- _PROVIDED RECORDS_:

════════

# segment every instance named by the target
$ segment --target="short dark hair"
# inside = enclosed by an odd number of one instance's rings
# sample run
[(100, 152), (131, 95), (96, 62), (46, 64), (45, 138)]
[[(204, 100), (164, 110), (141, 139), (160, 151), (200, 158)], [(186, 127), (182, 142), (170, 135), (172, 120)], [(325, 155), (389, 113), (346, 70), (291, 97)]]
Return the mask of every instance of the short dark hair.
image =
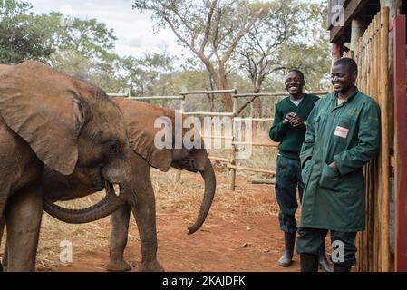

════════

- _TASK TO COMPLETE_: Copy the material above line for line, leaving out the picture.

- _SOLUTION FOR THIS PROBLEM_:
# segment every instance named by the target
$ segment --target="short dark hair"
# inside = enclosed by an odd number of one instance's rings
# sample run
[(100, 152), (131, 95), (96, 62), (46, 64), (45, 138)]
[[(204, 100), (164, 110), (141, 139), (160, 151), (200, 158)], [(186, 127), (182, 142), (170, 135), (172, 120)], [(325, 155), (389, 113), (346, 70), (291, 97)]]
Return the mask of every instance of the short dark hair.
image =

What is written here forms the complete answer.